#### Given problem
Can you copy only the material from its start through the line containing "[(611, 194)]", requests included, shifting every coordinate in the answers up by 112 and leaving the sample coordinates in the requests unchanged?

(Coordinate labeling data)
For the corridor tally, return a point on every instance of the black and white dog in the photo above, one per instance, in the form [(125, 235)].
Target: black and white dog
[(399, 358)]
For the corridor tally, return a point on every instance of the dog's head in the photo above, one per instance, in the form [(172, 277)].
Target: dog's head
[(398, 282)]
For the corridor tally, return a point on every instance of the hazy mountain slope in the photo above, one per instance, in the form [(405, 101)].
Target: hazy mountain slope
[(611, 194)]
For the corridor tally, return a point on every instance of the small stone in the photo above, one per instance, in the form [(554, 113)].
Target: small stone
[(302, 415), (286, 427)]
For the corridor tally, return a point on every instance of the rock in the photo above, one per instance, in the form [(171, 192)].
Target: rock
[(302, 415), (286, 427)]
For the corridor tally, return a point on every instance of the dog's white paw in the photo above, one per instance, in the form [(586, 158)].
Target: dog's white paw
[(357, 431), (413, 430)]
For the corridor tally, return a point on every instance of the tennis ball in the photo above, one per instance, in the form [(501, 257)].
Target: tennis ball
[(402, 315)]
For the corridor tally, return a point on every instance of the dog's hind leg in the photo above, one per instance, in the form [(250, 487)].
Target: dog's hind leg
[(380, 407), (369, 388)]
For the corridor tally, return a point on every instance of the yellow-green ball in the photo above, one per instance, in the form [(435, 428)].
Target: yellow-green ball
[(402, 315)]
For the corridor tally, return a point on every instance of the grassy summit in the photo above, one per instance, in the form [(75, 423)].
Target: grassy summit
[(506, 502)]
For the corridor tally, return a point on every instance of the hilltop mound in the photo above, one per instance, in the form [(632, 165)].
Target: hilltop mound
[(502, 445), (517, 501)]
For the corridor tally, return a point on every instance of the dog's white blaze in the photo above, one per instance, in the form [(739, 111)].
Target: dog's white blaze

#### Answer to this task
For the corridor tally, return a point on every instance of the black and white dog in the photo above, one per instance, in the form [(125, 235)].
Target: black and white dog
[(511, 470)]
For the corridor tally, return a point on every instance of the dog's head in the photo above, one per instance, in the form [(172, 277)].
Target: dog's head
[(510, 394)]
For the corridor tally, return a point on every instance of the hazy mountain slope in the photo above, one per instance, in the form [(405, 101)].
Target: hazy mountain slope
[(723, 306)]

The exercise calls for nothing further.